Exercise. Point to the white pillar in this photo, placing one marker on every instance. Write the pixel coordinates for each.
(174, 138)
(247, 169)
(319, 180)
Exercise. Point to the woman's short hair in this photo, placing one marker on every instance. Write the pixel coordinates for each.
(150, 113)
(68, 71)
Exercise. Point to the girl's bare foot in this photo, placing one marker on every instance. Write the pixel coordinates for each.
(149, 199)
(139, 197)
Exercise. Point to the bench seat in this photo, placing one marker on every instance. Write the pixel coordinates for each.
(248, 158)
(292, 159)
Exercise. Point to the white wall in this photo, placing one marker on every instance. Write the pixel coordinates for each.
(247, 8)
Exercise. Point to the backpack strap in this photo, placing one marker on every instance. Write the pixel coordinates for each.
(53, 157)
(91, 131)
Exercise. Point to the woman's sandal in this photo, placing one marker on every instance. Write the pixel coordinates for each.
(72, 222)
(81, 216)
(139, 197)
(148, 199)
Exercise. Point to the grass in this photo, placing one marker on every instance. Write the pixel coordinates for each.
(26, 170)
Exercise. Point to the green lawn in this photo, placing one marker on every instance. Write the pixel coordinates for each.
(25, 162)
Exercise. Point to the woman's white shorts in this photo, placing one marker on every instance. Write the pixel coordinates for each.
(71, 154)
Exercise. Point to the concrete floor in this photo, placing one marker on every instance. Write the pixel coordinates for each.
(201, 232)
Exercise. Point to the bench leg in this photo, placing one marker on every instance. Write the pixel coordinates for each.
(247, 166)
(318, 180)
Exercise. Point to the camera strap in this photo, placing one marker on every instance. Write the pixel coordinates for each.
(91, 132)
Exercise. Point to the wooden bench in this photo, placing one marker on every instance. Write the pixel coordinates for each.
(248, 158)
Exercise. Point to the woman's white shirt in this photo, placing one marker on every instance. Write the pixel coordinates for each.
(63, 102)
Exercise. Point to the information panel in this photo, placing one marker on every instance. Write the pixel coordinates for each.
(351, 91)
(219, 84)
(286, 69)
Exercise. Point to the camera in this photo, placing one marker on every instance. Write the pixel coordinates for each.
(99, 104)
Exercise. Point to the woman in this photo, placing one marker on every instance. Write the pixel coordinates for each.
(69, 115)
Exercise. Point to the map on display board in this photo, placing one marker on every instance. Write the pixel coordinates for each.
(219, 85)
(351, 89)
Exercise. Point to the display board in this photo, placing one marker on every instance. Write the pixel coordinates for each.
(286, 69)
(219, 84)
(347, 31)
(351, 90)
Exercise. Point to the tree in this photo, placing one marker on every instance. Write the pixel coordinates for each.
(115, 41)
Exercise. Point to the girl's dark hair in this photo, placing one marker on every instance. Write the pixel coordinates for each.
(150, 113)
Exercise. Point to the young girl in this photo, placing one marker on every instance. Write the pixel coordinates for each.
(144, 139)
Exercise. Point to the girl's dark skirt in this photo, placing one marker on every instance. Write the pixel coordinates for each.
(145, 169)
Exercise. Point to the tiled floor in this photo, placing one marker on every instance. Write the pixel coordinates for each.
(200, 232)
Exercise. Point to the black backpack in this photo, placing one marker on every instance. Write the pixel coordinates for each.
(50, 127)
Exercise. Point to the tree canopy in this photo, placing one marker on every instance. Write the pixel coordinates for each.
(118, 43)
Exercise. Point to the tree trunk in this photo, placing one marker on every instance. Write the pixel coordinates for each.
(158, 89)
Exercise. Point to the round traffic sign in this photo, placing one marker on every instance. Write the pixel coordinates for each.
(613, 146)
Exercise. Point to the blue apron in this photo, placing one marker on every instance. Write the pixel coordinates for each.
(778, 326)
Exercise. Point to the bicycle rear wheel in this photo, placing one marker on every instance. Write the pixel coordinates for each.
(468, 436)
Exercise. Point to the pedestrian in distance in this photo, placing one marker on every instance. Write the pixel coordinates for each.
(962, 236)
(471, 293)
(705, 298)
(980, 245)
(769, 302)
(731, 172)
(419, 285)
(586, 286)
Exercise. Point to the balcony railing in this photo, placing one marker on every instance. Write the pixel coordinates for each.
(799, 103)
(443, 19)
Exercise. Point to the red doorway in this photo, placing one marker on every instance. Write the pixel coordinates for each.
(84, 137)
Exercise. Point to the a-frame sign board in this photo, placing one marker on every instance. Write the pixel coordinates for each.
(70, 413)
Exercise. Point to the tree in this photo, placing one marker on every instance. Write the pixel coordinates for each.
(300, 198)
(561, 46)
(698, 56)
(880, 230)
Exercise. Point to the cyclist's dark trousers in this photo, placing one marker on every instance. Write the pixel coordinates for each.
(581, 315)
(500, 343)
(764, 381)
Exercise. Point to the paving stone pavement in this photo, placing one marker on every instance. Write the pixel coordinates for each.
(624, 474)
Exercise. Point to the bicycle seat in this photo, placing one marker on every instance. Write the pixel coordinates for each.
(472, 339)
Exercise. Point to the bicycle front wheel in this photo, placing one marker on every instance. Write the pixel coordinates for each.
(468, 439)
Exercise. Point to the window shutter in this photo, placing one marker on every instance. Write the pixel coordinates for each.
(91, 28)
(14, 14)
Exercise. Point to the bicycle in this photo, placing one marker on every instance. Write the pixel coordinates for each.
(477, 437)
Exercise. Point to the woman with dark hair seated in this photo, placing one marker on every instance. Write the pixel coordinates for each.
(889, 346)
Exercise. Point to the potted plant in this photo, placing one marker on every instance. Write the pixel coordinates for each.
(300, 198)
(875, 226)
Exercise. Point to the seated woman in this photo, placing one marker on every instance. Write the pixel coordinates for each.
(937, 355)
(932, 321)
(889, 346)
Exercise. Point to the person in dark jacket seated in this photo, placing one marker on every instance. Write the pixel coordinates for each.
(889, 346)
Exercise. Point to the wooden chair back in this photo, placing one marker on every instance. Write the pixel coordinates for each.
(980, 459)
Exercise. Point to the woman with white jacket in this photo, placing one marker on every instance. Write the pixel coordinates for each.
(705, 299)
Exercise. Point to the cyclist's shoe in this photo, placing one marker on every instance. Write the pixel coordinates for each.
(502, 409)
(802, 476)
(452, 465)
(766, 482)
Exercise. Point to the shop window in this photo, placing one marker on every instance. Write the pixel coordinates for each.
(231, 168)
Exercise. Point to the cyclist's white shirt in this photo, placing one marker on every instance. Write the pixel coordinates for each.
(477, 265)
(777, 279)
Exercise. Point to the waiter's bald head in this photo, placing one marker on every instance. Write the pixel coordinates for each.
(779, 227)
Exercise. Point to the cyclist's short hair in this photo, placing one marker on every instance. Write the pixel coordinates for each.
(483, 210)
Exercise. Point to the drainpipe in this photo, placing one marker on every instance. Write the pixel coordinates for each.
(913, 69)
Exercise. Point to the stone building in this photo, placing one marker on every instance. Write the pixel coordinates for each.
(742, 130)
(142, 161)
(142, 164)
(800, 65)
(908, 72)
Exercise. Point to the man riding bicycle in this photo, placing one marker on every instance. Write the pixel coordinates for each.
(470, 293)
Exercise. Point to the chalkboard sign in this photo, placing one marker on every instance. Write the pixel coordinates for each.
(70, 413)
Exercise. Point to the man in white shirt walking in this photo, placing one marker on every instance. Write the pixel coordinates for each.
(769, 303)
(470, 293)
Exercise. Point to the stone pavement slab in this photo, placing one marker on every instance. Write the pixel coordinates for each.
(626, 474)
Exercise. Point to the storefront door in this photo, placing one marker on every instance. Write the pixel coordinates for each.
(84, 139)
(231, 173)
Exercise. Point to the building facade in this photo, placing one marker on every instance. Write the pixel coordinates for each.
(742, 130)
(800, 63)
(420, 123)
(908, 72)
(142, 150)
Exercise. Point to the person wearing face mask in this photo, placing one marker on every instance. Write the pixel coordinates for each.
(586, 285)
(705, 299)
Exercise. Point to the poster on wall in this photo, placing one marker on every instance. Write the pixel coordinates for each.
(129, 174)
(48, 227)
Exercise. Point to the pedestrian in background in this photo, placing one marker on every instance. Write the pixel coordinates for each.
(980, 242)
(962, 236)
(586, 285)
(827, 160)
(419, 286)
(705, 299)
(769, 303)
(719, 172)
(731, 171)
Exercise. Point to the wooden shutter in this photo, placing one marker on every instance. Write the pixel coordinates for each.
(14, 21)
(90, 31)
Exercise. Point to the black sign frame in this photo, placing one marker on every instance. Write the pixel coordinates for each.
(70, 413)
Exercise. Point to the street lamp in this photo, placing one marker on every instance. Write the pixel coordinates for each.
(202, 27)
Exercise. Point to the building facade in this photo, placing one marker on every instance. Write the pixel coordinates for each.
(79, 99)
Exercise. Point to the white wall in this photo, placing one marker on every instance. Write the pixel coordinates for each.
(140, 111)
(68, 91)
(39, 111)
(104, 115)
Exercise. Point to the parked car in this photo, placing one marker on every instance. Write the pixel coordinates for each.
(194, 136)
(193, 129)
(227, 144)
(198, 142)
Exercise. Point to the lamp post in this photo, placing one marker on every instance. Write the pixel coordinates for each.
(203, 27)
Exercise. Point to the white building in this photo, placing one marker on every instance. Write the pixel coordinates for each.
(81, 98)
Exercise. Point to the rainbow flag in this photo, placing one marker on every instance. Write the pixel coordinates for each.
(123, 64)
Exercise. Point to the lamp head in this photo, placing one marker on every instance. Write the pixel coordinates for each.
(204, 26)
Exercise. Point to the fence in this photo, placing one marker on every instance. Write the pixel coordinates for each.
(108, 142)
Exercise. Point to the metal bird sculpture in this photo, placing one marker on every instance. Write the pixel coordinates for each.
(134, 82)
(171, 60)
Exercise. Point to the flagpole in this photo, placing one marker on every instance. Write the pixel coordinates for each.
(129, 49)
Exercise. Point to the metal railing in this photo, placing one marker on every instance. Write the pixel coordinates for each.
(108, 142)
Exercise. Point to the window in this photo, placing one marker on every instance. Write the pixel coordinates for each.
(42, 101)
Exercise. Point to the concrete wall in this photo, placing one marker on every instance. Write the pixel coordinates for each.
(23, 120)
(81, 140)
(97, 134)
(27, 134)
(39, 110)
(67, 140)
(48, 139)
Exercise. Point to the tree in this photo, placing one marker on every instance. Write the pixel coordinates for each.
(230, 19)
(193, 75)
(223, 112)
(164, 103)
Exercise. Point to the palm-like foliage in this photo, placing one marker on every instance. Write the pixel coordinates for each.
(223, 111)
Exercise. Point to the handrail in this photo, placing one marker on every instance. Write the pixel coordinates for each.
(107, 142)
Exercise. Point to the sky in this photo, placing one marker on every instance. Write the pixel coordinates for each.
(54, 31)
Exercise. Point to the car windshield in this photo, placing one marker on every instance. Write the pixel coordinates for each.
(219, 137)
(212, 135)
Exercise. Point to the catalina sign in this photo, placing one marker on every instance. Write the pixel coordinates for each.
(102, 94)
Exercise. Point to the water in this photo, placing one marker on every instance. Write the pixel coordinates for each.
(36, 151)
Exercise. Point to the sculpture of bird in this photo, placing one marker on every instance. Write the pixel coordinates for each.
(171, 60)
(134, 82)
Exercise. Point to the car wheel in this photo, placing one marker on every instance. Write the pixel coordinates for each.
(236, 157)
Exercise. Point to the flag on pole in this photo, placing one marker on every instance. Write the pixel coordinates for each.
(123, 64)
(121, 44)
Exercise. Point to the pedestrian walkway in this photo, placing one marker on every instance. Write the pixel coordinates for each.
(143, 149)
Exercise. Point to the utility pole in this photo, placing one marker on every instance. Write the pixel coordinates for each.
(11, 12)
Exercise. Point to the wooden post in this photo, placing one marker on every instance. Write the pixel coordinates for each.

★ ★ ★ ★ ★

**Your task:** Would you quote, exactly and only, the lines from the one containing "Exercise. Point to the palm-like" to the end of the entries?

**Full response:**
Exercise. Point to the palm-like foliage in this photo, placing one marker on every instance. Write the pixel coordinates for each.
(223, 111)
Exercise. Point to the handrail in this photo, placing one marker on every instance. Write the pixel coordinates for each.
(107, 142)
Exercise. Point to the sky in this photo, placing one marker on every instance. Write the pixel coordinates for each.
(54, 31)
Exercise. Point to the car windshield in this photo, placing one marker on every instance. Write the pixel coordinates for each.
(219, 137)
(212, 135)
Exercise. Point to the catalina sign in this photo, placing one marker on every instance. Write the pixel coordinates for each.
(102, 94)
Exercise. Point to the water in this photo, placing one marker on every instance. Write the pixel coordinates for each.
(36, 151)
Exercise. Point to the sculpture of bird in this photo, placing one marker on every instance. Write the pixel coordinates for each.
(171, 60)
(134, 82)
Exercise. Point to the car wheel in this photo, placing one marker on every instance. Write the pixel coordinates for each.
(236, 157)
Exercise. Point to the flag on pole in this photo, placing one marker on every instance. Write the pixel coordinates for each.
(123, 64)
(121, 44)
Exercise. Point to the pedestrian walkway in this photo, placing one marker on every instance. Write the pixel coordinates for each.
(143, 149)
Exercise. Point to the utility pole in this photo, placing one marker on every instance. Write the pixel coordinates for each.
(11, 12)
Exercise. Point to the wooden post in this photo, placing one marker on every instance. Write the pixel coordinates for each.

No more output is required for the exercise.